— Opdrachtinstructies —
Schrijf de regels woordelijk over vanaf het begin tot en met de regel met "<point>350,258</point>". Laat de afbeeldingen daarbij weg.

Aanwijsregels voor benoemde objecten
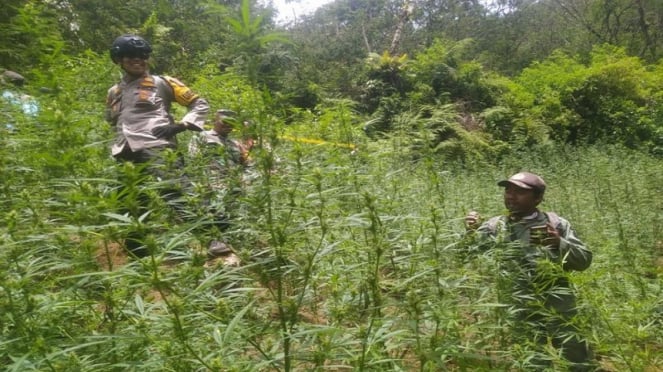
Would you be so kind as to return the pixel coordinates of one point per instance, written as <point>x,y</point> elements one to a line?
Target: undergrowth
<point>350,258</point>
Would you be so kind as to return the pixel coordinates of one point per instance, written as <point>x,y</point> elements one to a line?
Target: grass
<point>351,261</point>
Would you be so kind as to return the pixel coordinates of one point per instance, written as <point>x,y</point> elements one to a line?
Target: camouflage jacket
<point>135,107</point>
<point>536,270</point>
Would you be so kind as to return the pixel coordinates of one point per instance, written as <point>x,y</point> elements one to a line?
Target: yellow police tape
<point>317,142</point>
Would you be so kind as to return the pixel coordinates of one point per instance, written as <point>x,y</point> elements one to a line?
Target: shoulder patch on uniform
<point>173,80</point>
<point>183,95</point>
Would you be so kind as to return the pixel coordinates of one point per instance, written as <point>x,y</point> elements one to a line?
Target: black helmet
<point>130,46</point>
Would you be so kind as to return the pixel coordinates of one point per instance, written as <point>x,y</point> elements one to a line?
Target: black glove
<point>168,131</point>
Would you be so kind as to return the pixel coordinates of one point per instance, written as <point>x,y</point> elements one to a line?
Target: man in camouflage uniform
<point>225,160</point>
<point>138,107</point>
<point>536,250</point>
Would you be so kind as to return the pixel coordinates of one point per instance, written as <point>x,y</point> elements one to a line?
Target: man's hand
<point>552,239</point>
<point>472,220</point>
<point>545,235</point>
<point>168,131</point>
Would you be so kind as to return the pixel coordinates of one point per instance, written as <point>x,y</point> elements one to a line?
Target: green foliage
<point>30,37</point>
<point>606,100</point>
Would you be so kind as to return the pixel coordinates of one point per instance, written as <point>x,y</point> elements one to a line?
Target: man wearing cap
<point>138,108</point>
<point>537,249</point>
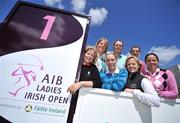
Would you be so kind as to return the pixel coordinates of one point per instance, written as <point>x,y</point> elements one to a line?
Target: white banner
<point>41,50</point>
<point>105,106</point>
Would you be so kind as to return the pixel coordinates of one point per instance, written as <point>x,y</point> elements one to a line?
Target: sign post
<point>41,54</point>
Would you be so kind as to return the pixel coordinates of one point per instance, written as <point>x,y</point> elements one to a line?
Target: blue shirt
<point>121,59</point>
<point>114,81</point>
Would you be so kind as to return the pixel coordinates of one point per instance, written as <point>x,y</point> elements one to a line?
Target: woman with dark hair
<point>139,85</point>
<point>163,80</point>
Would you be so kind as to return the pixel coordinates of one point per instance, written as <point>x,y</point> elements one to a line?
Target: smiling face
<point>132,64</point>
<point>101,46</point>
<point>152,62</point>
<point>111,62</point>
<point>135,51</point>
<point>89,56</point>
<point>118,45</point>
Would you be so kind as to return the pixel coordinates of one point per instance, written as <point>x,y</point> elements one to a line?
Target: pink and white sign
<point>40,55</point>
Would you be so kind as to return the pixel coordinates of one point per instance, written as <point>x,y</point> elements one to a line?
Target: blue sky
<point>152,24</point>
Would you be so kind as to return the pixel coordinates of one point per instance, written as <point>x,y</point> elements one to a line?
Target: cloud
<point>78,5</point>
<point>98,15</point>
<point>166,54</point>
<point>54,3</point>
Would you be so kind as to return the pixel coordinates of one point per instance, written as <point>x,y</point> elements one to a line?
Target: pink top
<point>164,82</point>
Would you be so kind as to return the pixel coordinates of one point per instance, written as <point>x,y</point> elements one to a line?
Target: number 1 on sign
<point>48,26</point>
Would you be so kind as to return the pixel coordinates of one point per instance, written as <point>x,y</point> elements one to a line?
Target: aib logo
<point>25,74</point>
<point>28,108</point>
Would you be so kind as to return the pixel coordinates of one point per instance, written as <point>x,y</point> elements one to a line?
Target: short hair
<point>153,55</point>
<point>119,41</point>
<point>95,53</point>
<point>103,39</point>
<point>136,59</point>
<point>112,54</point>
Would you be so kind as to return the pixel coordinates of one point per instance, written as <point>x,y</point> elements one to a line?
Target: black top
<point>91,73</point>
<point>134,81</point>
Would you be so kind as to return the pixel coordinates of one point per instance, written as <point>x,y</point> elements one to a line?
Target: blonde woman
<point>101,49</point>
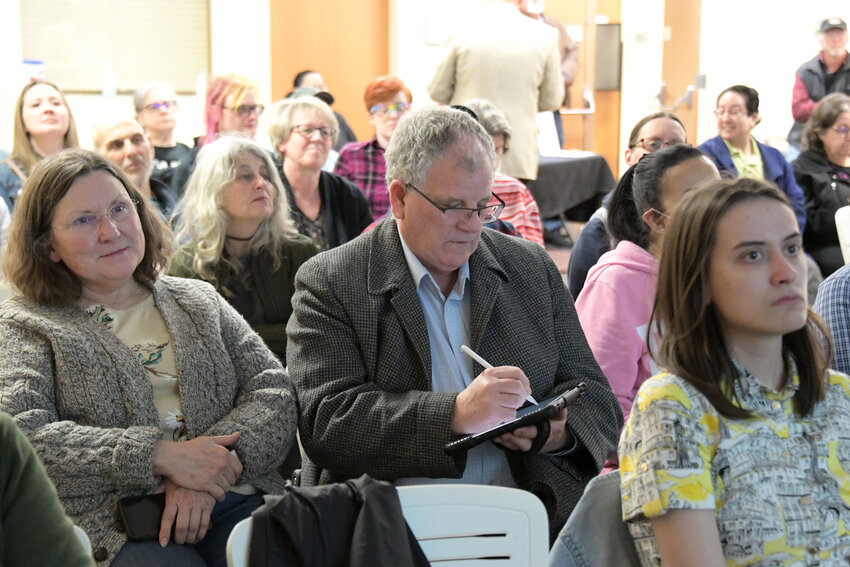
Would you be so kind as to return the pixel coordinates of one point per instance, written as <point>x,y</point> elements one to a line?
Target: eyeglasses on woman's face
<point>384,110</point>
<point>308,131</point>
<point>160,105</point>
<point>244,110</point>
<point>655,144</point>
<point>119,211</point>
<point>732,111</point>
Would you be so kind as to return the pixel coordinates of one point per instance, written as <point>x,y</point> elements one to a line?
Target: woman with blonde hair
<point>44,126</point>
<point>737,454</point>
<point>327,208</point>
<point>235,221</point>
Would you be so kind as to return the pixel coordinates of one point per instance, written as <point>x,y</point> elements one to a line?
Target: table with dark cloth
<point>572,184</point>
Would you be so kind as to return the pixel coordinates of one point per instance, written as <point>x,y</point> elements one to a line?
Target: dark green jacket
<point>34,529</point>
<point>274,287</point>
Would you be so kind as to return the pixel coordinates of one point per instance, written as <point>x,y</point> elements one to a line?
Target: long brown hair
<point>26,261</point>
<point>22,149</point>
<point>693,345</point>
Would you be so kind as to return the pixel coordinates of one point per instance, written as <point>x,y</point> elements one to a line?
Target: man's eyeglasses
<point>244,110</point>
<point>485,214</point>
<point>308,131</point>
<point>732,111</point>
<point>161,105</point>
<point>843,129</point>
<point>117,213</point>
<point>655,144</point>
<point>384,110</point>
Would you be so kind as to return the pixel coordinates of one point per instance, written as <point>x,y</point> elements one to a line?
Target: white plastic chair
<point>239,544</point>
<point>842,223</point>
<point>462,525</point>
<point>457,525</point>
<point>84,539</point>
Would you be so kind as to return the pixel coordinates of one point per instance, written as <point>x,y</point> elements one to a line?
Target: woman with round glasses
<point>232,106</point>
<point>128,382</point>
<point>520,210</point>
<point>615,305</point>
<point>387,100</point>
<point>823,171</point>
<point>43,126</point>
<point>156,110</point>
<point>650,133</point>
<point>736,153</point>
<point>327,208</point>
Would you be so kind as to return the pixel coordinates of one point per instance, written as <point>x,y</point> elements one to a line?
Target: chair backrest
<point>84,538</point>
<point>239,544</point>
<point>842,223</point>
<point>595,534</point>
<point>464,525</point>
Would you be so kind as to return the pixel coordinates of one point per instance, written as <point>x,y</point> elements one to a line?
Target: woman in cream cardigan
<point>127,382</point>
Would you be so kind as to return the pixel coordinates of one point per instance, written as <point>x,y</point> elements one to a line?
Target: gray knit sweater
<point>87,405</point>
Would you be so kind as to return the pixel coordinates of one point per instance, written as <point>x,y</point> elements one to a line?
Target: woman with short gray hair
<point>327,208</point>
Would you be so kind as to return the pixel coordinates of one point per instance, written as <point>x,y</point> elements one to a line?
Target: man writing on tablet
<point>377,326</point>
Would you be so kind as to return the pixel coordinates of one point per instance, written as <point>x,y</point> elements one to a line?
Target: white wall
<point>642,32</point>
<point>418,33</point>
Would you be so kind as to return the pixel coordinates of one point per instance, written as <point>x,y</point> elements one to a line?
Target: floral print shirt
<point>778,483</point>
<point>142,328</point>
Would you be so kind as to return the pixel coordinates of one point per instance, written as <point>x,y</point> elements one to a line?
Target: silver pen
<point>477,358</point>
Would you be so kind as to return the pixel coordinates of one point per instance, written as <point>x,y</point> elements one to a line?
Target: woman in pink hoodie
<point>615,305</point>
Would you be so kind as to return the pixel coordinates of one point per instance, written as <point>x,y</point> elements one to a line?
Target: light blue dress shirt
<point>448,320</point>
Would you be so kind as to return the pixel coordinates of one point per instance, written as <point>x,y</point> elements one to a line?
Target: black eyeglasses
<point>485,214</point>
<point>246,109</point>
<point>161,105</point>
<point>655,144</point>
<point>307,131</point>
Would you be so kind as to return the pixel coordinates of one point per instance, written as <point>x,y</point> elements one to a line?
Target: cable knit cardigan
<point>87,405</point>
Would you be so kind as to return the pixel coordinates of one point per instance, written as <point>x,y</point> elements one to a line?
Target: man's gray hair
<point>431,132</point>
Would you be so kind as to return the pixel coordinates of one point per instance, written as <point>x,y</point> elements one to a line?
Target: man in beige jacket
<point>512,61</point>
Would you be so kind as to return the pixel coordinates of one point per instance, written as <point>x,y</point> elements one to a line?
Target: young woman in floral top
<point>740,453</point>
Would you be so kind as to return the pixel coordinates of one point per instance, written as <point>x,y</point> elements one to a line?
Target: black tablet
<point>529,415</point>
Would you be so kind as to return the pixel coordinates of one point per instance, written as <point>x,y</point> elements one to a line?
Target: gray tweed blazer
<point>87,405</point>
<point>359,358</point>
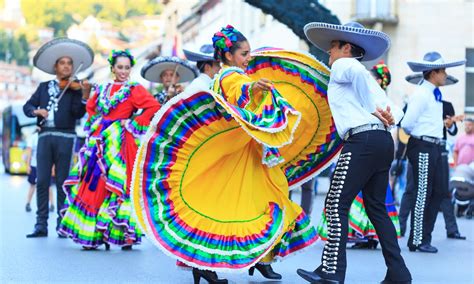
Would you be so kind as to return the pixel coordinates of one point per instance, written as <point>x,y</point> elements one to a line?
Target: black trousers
<point>409,197</point>
<point>428,171</point>
<point>53,149</point>
<point>364,163</point>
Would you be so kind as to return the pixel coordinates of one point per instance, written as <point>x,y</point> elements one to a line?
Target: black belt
<point>363,128</point>
<point>429,139</point>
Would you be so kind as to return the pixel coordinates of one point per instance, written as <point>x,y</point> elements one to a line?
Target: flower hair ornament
<point>117,53</point>
<point>223,40</point>
<point>381,69</point>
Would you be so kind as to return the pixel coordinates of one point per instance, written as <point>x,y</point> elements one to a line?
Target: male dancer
<point>362,114</point>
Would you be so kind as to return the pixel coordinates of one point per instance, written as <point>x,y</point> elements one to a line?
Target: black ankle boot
<point>266,270</point>
<point>209,276</point>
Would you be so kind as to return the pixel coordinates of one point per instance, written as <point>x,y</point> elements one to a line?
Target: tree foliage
<point>61,14</point>
<point>14,48</point>
<point>296,14</point>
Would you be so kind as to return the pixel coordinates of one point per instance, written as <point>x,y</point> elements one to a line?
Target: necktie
<point>438,95</point>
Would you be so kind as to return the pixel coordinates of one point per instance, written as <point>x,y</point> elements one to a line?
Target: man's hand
<point>385,116</point>
<point>174,90</point>
<point>41,112</point>
<point>448,121</point>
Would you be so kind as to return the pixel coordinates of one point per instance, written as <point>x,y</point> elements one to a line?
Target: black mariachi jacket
<point>70,107</point>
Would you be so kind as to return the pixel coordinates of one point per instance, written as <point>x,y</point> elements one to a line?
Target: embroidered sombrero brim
<point>153,69</point>
<point>374,43</point>
<point>417,78</point>
<point>50,52</point>
<point>198,56</point>
<point>421,66</point>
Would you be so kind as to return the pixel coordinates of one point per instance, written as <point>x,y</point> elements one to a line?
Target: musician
<point>408,200</point>
<point>57,104</point>
<point>424,122</point>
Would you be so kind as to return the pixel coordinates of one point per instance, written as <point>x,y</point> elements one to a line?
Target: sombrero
<point>431,61</point>
<point>50,52</point>
<point>153,69</point>
<point>375,43</point>
<point>417,78</point>
<point>205,53</point>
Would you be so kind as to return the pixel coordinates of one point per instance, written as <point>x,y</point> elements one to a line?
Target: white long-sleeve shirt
<point>424,115</point>
<point>353,96</point>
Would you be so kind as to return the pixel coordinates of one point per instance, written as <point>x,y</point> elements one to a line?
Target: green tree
<point>61,14</point>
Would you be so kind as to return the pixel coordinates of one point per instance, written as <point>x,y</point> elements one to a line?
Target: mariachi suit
<point>364,163</point>
<point>423,121</point>
<point>55,142</point>
<point>409,197</point>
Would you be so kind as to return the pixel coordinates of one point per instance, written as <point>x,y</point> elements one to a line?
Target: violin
<point>75,85</point>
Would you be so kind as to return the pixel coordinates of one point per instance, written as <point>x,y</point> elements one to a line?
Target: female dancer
<point>97,208</point>
<point>209,185</point>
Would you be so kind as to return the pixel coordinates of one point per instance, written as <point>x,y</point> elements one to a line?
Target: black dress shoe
<point>424,248</point>
<point>38,234</point>
<point>266,270</point>
<point>369,244</point>
<point>127,247</point>
<point>209,276</point>
<point>314,278</point>
<point>395,282</point>
<point>456,236</point>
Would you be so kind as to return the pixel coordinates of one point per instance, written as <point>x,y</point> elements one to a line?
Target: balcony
<point>370,12</point>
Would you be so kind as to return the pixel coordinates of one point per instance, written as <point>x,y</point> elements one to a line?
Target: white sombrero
<point>417,78</point>
<point>431,61</point>
<point>205,53</point>
<point>375,43</point>
<point>153,69</point>
<point>50,52</point>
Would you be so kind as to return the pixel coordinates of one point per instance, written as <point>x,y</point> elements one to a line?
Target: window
<point>372,11</point>
<point>469,80</point>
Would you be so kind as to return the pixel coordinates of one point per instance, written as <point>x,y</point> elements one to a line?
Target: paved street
<point>53,260</point>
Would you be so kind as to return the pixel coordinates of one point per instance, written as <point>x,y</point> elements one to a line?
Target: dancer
<point>98,209</point>
<point>211,175</point>
<point>362,113</point>
<point>361,230</point>
<point>170,72</point>
<point>424,123</point>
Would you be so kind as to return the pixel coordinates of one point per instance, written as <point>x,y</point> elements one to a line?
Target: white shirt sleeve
<point>416,105</point>
<point>349,70</point>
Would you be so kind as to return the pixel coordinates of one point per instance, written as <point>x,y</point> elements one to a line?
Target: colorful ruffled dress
<point>211,178</point>
<point>360,227</point>
<point>97,209</point>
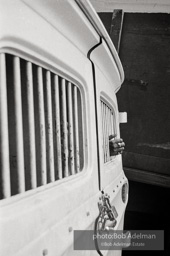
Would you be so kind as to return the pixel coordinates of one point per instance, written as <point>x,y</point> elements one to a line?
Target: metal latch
<point>107,213</point>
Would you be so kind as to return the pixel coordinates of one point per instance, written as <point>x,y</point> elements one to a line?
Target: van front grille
<point>41,129</point>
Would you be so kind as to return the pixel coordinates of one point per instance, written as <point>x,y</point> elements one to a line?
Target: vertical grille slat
<point>57,123</point>
<point>70,129</point>
<point>19,126</point>
<point>49,128</point>
<point>108,127</point>
<point>31,125</point>
<point>64,125</point>
<point>4,138</point>
<point>42,132</point>
<point>41,126</point>
<point>77,160</point>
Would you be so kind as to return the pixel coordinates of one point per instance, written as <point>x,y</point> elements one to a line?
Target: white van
<point>59,73</point>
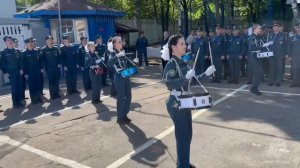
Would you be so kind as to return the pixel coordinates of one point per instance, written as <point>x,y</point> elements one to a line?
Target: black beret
<point>65,37</point>
<point>48,37</point>
<point>6,37</point>
<point>82,38</point>
<point>29,40</point>
<point>98,36</point>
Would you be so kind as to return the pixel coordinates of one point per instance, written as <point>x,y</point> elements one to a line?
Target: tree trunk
<point>217,5</point>
<point>167,16</point>
<point>186,18</point>
<point>155,10</point>
<point>162,11</point>
<point>295,11</point>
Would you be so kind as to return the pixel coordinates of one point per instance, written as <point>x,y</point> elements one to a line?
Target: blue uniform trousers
<point>182,120</point>
<point>123,87</point>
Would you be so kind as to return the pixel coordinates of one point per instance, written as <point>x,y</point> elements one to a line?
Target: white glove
<point>98,61</point>
<point>210,70</point>
<point>190,74</point>
<point>268,44</point>
<point>120,54</point>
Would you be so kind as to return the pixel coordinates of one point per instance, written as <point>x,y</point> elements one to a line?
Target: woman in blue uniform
<point>182,118</point>
<point>123,85</point>
<point>95,64</point>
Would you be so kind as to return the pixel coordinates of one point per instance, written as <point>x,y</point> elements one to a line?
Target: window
<point>74,28</point>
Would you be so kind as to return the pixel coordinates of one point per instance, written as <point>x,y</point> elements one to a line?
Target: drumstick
<point>210,54</point>
<point>189,86</point>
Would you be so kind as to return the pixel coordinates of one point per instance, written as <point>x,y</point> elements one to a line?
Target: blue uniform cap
<point>6,37</point>
<point>29,40</point>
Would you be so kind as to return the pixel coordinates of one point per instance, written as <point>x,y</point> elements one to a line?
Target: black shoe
<point>192,166</point>
<point>255,91</point>
<point>19,105</point>
<point>96,101</point>
<point>127,120</point>
<point>123,121</point>
<point>76,91</point>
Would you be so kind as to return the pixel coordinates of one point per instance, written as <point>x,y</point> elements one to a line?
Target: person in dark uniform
<point>175,81</point>
<point>38,49</point>
<point>81,53</point>
<point>257,45</point>
<point>279,50</point>
<point>70,64</point>
<point>95,65</point>
<point>23,79</point>
<point>226,33</point>
<point>234,54</point>
<point>294,56</point>
<point>123,85</point>
<point>32,68</point>
<point>11,68</point>
<point>141,46</point>
<point>200,42</point>
<point>101,50</point>
<point>111,70</point>
<point>244,60</point>
<point>218,52</point>
<point>163,42</point>
<point>52,63</point>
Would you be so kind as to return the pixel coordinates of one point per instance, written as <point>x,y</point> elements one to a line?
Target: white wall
<point>7,8</point>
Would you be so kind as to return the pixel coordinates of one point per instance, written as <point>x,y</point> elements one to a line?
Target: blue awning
<point>42,13</point>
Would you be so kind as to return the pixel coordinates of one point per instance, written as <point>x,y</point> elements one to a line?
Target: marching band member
<point>182,118</point>
<point>96,65</point>
<point>123,85</point>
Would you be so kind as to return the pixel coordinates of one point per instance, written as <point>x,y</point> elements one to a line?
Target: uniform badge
<point>172,73</point>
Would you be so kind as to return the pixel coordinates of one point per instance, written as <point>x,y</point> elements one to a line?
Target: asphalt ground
<point>241,130</point>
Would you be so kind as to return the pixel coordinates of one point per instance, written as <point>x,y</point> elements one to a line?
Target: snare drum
<point>187,57</point>
<point>192,101</point>
<point>126,73</point>
<point>265,54</point>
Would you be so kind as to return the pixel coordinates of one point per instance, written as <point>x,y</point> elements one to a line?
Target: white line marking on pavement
<point>68,108</point>
<point>146,145</point>
<point>270,92</point>
<point>46,155</point>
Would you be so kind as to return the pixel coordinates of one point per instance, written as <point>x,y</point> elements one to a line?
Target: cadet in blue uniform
<point>11,67</point>
<point>279,50</point>
<point>123,85</point>
<point>52,63</point>
<point>23,79</point>
<point>111,70</point>
<point>200,42</point>
<point>70,64</point>
<point>218,53</point>
<point>257,45</point>
<point>81,53</point>
<point>101,50</point>
<point>182,118</point>
<point>94,63</point>
<point>234,53</point>
<point>38,49</point>
<point>294,56</point>
<point>141,45</point>
<point>32,68</point>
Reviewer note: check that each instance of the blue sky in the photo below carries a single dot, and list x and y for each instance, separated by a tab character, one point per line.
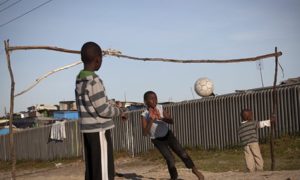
158	28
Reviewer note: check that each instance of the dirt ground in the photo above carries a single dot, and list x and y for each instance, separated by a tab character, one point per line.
137	169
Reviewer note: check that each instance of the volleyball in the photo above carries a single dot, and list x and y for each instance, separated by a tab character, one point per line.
204	87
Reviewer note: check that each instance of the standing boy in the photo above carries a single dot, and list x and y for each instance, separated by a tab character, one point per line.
95	112
249	139
155	123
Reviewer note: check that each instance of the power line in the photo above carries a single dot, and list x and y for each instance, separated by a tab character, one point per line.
3	2
25	13
10	5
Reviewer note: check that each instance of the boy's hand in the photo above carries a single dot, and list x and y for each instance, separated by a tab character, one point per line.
273	118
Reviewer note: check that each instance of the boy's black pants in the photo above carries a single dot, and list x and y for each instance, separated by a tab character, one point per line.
164	145
93	159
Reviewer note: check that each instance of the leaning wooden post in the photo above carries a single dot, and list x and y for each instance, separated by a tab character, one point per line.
11	112
274	113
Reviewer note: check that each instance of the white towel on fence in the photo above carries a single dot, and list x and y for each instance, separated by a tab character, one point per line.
58	131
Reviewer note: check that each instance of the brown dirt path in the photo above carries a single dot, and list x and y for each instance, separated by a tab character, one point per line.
138	169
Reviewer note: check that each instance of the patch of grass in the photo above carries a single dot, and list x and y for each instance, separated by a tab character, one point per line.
38	164
286	150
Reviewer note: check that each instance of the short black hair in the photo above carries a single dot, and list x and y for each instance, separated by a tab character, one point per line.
147	94
89	51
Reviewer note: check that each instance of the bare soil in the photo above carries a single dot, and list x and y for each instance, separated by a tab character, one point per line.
135	168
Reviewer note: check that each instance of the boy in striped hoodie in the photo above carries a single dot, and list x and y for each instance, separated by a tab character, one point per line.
249	139
95	112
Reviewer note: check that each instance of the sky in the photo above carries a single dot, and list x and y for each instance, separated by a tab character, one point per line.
191	29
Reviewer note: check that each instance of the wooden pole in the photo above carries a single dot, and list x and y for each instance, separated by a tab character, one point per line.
11	112
118	54
274	113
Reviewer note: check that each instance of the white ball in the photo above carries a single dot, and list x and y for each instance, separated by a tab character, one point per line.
204	87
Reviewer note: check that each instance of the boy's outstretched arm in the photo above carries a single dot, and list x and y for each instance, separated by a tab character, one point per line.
167	117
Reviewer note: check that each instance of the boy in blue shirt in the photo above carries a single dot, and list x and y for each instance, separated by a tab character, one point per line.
155	123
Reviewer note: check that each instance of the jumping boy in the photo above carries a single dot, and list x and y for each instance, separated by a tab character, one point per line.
155	123
96	114
249	139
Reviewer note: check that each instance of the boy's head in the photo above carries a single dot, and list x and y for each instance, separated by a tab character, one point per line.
150	99
91	56
247	114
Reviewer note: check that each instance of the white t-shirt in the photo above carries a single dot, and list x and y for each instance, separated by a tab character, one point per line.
159	128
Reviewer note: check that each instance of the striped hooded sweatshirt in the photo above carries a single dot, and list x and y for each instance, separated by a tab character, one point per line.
94	109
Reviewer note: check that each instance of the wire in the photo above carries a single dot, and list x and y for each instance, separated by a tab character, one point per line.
25	13
10	5
3	2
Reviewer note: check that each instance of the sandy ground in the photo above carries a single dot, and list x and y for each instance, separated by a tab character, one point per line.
138	169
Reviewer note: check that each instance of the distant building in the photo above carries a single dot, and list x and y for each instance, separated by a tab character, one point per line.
67	106
42	110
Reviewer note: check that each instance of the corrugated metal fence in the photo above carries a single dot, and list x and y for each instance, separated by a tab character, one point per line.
208	123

— Resultaat oefening —
Would you be so kind as to return the pixel coordinates of one point per instance, written as <point>x,y</point> elements one to a line?
Target: undergrowth
<point>350,258</point>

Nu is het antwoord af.